_PROBLEM REQUIREMENTS_
Resume the profile of swimmer Keith Carter after its final sentence and carry it forward.

_SOURCE EXTRACT_
Keith Carter

Personal information
- Full name: Keith Eyre Carter
- National team: United States
- Born: August 30, 1924 Akron, Ohio, U.S.
- Died: May 3, 2013 (aged 88) Asheville, North Carolina, U.S.
- Height: 6 ft 2 in (1.88 m)
- Weight: 195 lb (88 kg)

Sport
- Sport: Swimming
- Strokes: Breaststroke, freestyle
- College team: Purdue University

Medal record
Men's swimming
Representing the United States
Olympic Games
| Silver medal – second place | 1948 London | 200 m breaststroke |
Amateur Athletic Union
| Gold medal – first place | 1949 Indoor Championships | 220 yd breaststroke. |
NCAA
| Gold medal – first place | 1949 Championships | 200 m Breaststroke. |
| Silver medal – second place | 1949 Championships | 150 yd Individual Medley. |
Big Ten
| Gold medal – first place | 1949 Championships | 200 m Breaststroke |
| Gold medal – first place | 1949 Championships | 150 m Individual Medley |
| Gold medal – first place | 1948 Championships | 200 m Breaststroke |
| Gold medal – first place | 1948 Championships | 50 m Freestyle |

= Keith Carter (swimmer) =

American swimmer (1924–2013)

Keith Eyre Carter (August 30, 1924 – May 3, 2013) was an American competition swimmer, a six time All American, an Olympic silver medalist and world record holder in the 200 yard breaststroke (long course).

_DATA PROVIDED_
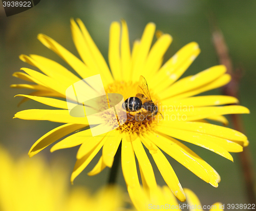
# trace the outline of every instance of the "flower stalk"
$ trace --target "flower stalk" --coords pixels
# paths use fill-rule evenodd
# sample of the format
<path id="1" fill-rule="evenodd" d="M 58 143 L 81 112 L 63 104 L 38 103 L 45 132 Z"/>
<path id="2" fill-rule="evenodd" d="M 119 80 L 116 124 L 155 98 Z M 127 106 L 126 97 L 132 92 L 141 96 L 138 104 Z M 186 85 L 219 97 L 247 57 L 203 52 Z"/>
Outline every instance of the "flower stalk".
<path id="1" fill-rule="evenodd" d="M 241 77 L 241 72 L 238 70 L 234 72 L 231 59 L 228 54 L 228 49 L 221 31 L 216 29 L 212 32 L 214 44 L 220 63 L 227 68 L 227 73 L 231 76 L 231 81 L 223 87 L 222 91 L 226 95 L 231 96 L 238 99 L 238 88 Z M 241 117 L 238 114 L 231 114 L 231 119 L 234 129 L 244 134 L 243 123 Z M 254 175 L 251 153 L 248 147 L 244 148 L 243 151 L 239 153 L 239 157 L 243 169 L 243 173 L 245 182 L 248 202 L 256 203 L 256 196 L 254 187 Z"/>

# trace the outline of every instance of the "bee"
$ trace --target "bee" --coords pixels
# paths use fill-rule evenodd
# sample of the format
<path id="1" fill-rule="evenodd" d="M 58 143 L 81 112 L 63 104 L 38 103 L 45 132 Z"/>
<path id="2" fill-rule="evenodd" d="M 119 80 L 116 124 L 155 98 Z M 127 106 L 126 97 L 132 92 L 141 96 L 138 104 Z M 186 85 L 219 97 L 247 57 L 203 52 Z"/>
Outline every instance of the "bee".
<path id="1" fill-rule="evenodd" d="M 158 108 L 151 99 L 147 84 L 142 75 L 140 76 L 137 91 L 138 93 L 135 97 L 125 100 L 123 108 L 136 122 L 149 120 L 159 112 Z"/>

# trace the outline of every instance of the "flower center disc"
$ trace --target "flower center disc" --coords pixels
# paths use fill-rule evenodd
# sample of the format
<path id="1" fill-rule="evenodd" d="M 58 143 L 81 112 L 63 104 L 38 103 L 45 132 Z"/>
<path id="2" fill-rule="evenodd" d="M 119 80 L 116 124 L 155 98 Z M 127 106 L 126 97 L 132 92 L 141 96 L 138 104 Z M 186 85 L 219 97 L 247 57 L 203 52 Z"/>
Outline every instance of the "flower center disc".
<path id="1" fill-rule="evenodd" d="M 131 97 L 134 97 L 137 94 L 137 87 L 138 83 L 125 82 L 123 81 L 115 82 L 113 84 L 109 85 L 105 88 L 105 91 L 107 93 L 119 93 L 123 96 L 125 101 Z M 154 101 L 155 104 L 157 101 Z M 156 116 L 157 116 L 157 115 Z M 138 122 L 134 118 L 129 118 L 126 122 L 120 126 L 117 129 L 119 129 L 120 133 L 136 133 L 141 134 L 148 131 L 154 130 L 157 124 L 156 116 L 148 120 L 145 119 L 143 121 Z"/>

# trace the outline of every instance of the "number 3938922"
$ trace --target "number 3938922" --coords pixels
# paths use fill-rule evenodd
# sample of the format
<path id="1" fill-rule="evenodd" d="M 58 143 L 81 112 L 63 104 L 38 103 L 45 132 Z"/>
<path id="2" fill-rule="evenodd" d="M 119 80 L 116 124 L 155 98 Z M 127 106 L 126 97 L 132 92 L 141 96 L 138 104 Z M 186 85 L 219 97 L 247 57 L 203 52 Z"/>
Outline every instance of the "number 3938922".
<path id="1" fill-rule="evenodd" d="M 31 2 L 3 2 L 4 7 L 31 7 Z"/>

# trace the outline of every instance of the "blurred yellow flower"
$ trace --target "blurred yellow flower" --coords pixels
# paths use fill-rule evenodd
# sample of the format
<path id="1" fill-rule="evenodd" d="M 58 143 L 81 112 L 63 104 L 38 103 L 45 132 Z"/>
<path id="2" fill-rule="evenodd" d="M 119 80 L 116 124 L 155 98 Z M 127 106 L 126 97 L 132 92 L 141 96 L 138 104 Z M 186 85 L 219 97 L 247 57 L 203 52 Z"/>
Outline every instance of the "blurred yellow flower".
<path id="1" fill-rule="evenodd" d="M 207 149 L 232 161 L 229 152 L 241 152 L 243 147 L 248 144 L 247 138 L 241 133 L 207 122 L 210 120 L 227 124 L 227 119 L 222 115 L 248 113 L 247 108 L 240 106 L 217 106 L 237 103 L 236 98 L 219 95 L 193 97 L 227 84 L 230 76 L 225 73 L 225 67 L 216 66 L 178 81 L 200 53 L 198 44 L 187 44 L 162 65 L 163 57 L 172 37 L 168 34 L 158 33 L 158 39 L 151 47 L 156 26 L 149 23 L 141 40 L 134 43 L 131 51 L 128 28 L 122 20 L 121 31 L 120 24 L 117 22 L 113 22 L 110 27 L 110 71 L 84 25 L 80 19 L 76 20 L 78 25 L 71 20 L 71 31 L 82 61 L 52 38 L 42 34 L 39 34 L 38 38 L 80 77 L 54 61 L 34 55 L 21 55 L 20 59 L 45 74 L 23 68 L 22 70 L 26 73 L 18 72 L 13 74 L 34 84 L 13 85 L 12 87 L 36 90 L 30 95 L 18 95 L 26 97 L 21 102 L 31 99 L 60 109 L 22 111 L 17 113 L 15 118 L 66 123 L 38 140 L 30 149 L 29 156 L 33 156 L 53 142 L 69 135 L 54 145 L 51 151 L 81 144 L 71 176 L 73 182 L 102 148 L 102 156 L 89 175 L 97 174 L 106 166 L 111 168 L 122 141 L 122 169 L 130 193 L 139 193 L 140 189 L 135 155 L 138 161 L 143 186 L 152 191 L 157 188 L 153 168 L 144 146 L 148 150 L 173 193 L 181 201 L 185 200 L 184 192 L 160 149 L 204 181 L 217 187 L 220 181 L 217 172 L 177 139 Z M 158 114 L 149 120 L 145 119 L 140 122 L 127 121 L 103 136 L 93 137 L 86 118 L 70 116 L 65 100 L 46 97 L 65 98 L 69 87 L 81 78 L 97 74 L 100 74 L 106 93 L 121 94 L 124 99 L 136 95 L 139 77 L 144 76 L 152 100 L 157 104 L 163 119 Z M 112 119 L 106 118 L 106 124 L 112 122 Z M 83 130 L 79 131 L 81 129 Z"/>
<path id="2" fill-rule="evenodd" d="M 39 156 L 15 161 L 0 146 L 0 161 L 1 211 L 114 211 L 124 203 L 117 187 L 94 195 L 81 187 L 70 191 L 65 171 L 50 168 Z"/>
<path id="3" fill-rule="evenodd" d="M 142 191 L 139 197 L 136 195 L 130 194 L 132 201 L 138 210 L 167 209 L 182 210 L 223 210 L 223 205 L 220 202 L 212 205 L 202 205 L 197 195 L 190 190 L 184 188 L 184 192 L 187 198 L 185 203 L 179 203 L 170 189 L 167 186 L 157 187 L 155 191 L 150 194 Z M 150 197 L 149 196 L 150 195 Z"/>

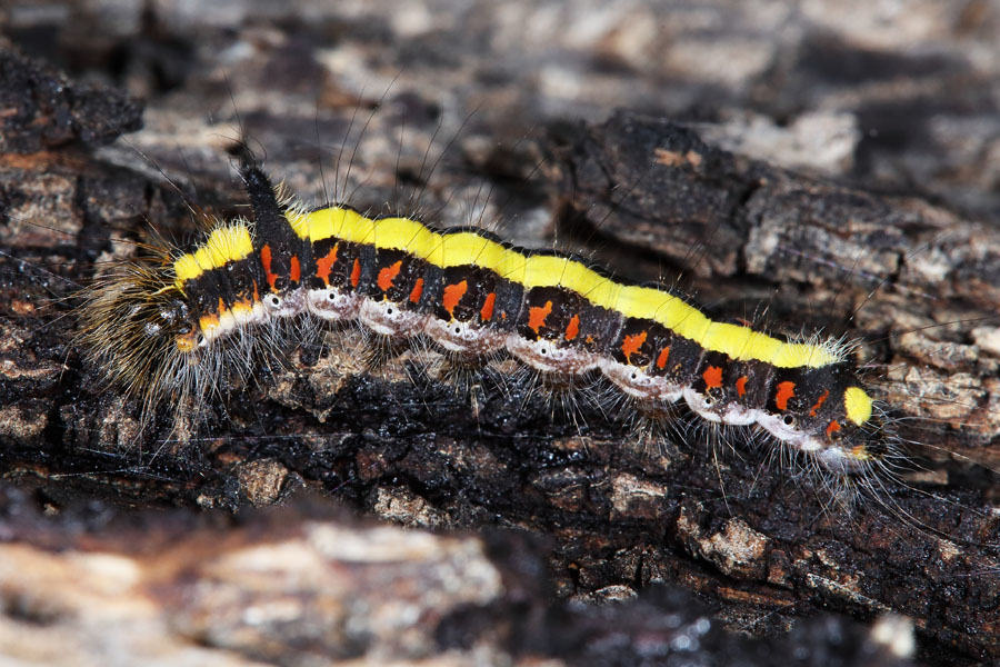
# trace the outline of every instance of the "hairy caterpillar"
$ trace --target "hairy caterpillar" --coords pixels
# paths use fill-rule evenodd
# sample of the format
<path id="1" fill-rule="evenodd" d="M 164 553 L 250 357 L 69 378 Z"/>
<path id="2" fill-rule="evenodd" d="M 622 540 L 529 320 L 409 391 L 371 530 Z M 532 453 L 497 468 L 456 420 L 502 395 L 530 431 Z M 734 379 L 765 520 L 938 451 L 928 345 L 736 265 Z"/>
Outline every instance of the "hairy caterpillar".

_TASK ANSWER_
Carter was an unusually gifted swimmer in both free style and breaststroke events. At the 1948 Olympic trials, he was second behind Wally Ris in the 100 m freestyle, and second behind Joe Verdeur in the 200 m breaststroke. Carter tried out for the 4 X 200 m freestyle relay and was one of several swimmers who had already qualified in other events who slowed down in their heats or swam fast in the prelims and scratched themselves for the final to allow more swimmers to qualify for the US Olympic Team.

At the 1948 Summer Olympics in London, Carter received a silver medal in the 200 m breaststroke in a three-man American sweep of the event behind Joe Verdeur the gold medalist and ahead of Robert Sohl the bronze medalist. In the men's 100 m freestyle, Carter finished fourth in the event final behind his teammates Wally Ris the gold medalist and Alan Ford the silver medalist, thus narrowly missing another American sweep of this event as well.

In 1949, Carter was the NCAA champion in the 200-yard breaststroke, National AAU Indoor 220 yd breaststroke champion and both times over his rival Joe Verdeur. He did not compete in the 1949 National AAU Outdoor championships.

No other swimmer in the pre bifurcation era of the breaststroke and butterfly events prior to 1953, was able to compete in both freestyle and butterfly (breaststroke/butterfly) events and obtain as high a ranking internationally (2nd in breaststroke/4th in the 100 freestyle in the Olympics) in both events as is common today with the butterfly swimmers now using the dolphin kick.

Carter attended Purdue University, where he majored in electrical engineering, and swam for the Purdue Boilermakers. Before enrolling at Purdue, Carter served in the United States Army Air Forces for three years as a bombardier during World War II.

Carter was also a Masters swimmer, breaking the world record in the 100 short course meters fly in the 65-69 age group in 1990 with a 1:24.43.

Carter died May 3, 2013; he was 88 years old.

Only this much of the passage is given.